_Task item_
Go through the entries below. Copy out every line that contains "span".

_Records supplied_

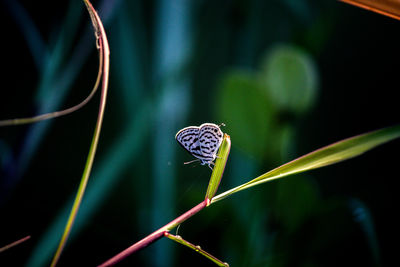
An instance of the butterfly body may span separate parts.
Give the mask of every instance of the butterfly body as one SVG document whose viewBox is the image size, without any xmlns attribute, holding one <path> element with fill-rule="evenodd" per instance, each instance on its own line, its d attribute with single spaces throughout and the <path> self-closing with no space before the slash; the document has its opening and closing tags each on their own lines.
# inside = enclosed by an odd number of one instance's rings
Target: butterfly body
<svg viewBox="0 0 400 267">
<path fill-rule="evenodd" d="M 210 164 L 217 157 L 217 151 L 222 143 L 223 133 L 214 123 L 203 123 L 199 127 L 189 126 L 180 130 L 175 139 L 194 157 L 201 161 L 202 165 Z"/>
</svg>

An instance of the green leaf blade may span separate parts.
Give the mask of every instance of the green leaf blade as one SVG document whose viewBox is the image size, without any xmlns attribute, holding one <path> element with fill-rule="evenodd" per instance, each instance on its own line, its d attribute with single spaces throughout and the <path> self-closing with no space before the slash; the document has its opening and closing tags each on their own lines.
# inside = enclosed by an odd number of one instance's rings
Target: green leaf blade
<svg viewBox="0 0 400 267">
<path fill-rule="evenodd" d="M 342 141 L 317 149 L 267 173 L 264 173 L 247 183 L 228 190 L 214 197 L 211 203 L 217 202 L 228 197 L 229 195 L 232 195 L 233 193 L 261 183 L 266 183 L 292 174 L 332 165 L 359 156 L 378 145 L 384 144 L 399 137 L 400 125 L 396 125 L 344 139 Z"/>
<path fill-rule="evenodd" d="M 218 190 L 218 186 L 221 182 L 222 175 L 224 174 L 224 169 L 226 161 L 228 160 L 229 152 L 231 150 L 231 138 L 229 135 L 224 135 L 224 140 L 219 148 L 218 158 L 215 161 L 215 166 L 211 174 L 210 182 L 208 183 L 208 188 L 206 192 L 206 200 L 211 200 Z"/>
</svg>

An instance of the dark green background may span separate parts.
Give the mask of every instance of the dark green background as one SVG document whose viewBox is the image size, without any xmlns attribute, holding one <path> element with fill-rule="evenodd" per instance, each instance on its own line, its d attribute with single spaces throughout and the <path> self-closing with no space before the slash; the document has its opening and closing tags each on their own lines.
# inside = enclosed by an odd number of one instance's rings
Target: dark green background
<svg viewBox="0 0 400 267">
<path fill-rule="evenodd" d="M 211 172 L 183 165 L 192 160 L 174 140 L 183 127 L 226 124 L 223 192 L 399 123 L 396 20 L 336 1 L 93 4 L 110 42 L 109 96 L 59 266 L 100 264 L 204 198 Z M 83 3 L 3 0 L 0 21 L 0 119 L 59 110 L 90 92 L 97 54 Z M 0 254 L 1 266 L 48 266 L 98 102 L 99 94 L 66 117 L 0 128 L 0 247 L 32 236 Z M 179 235 L 230 266 L 393 266 L 399 145 L 240 192 L 182 224 Z M 118 266 L 214 265 L 163 239 Z"/>
</svg>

_Answer section_
An instance of the butterfly body may span separate parts.
An instance of the green leaf blade may span separate parts.
An instance of the dark green background may span separate parts.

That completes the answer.